Show each line below that contains the word "array", copying every such line in full.
'''
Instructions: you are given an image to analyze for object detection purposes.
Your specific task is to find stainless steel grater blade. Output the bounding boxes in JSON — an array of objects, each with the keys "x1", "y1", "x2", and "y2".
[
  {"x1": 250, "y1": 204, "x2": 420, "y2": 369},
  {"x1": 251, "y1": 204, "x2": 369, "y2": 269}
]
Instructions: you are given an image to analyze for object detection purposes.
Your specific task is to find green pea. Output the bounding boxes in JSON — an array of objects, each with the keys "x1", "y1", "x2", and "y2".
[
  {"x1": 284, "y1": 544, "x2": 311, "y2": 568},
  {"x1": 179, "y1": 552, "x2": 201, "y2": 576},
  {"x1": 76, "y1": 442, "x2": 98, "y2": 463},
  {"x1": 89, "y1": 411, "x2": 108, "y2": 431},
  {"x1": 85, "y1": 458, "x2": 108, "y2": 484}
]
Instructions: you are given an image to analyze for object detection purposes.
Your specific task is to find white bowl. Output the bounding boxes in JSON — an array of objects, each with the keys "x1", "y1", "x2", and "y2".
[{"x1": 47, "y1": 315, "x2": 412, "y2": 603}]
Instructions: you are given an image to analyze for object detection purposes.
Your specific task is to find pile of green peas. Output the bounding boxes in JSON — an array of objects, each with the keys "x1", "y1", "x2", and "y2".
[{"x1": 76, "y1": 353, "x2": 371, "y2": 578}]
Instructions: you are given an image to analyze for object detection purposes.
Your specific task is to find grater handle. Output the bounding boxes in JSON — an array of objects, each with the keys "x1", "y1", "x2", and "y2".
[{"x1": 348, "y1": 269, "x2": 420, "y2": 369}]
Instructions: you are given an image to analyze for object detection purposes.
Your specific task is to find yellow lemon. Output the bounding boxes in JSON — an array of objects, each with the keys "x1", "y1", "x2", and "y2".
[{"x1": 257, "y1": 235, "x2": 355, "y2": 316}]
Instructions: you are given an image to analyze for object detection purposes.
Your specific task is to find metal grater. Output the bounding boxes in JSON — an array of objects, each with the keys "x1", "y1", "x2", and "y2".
'''
Solution to this exercise.
Your specific task is to find stainless steel grater blade. Output the bounding boxes in JSON — an array of objects, each with the keys "x1", "y1", "x2", and "y2".
Your specific task is to find green pea. Output the bounding boxes in JSON — an array of objects, each with the keys "x1", "y1", "x2", and "y2".
Your specific task is to find white bowl. Output the bounding boxes in JSON — an array of objects, each with the keys "x1", "y1", "x2", and "y2".
Your specific task is to find pile of green peas. Output the bounding boxes in JSON — an array of objects, each with the keys "x1", "y1", "x2", and "y2".
Your specific task is to find grater handle. Output the bounding boxes in JSON — an array of objects, each with the keys "x1", "y1", "x2", and "y2".
Your specific task is to find yellow lemon. Output the bounding boxes in JSON — an array of objects, each with the keys "x1", "y1", "x2", and "y2".
Your specific task is to find metal grater. Output the bounding boxes in JSON — an array of objects, each with the keys "x1", "y1", "x2", and "y2".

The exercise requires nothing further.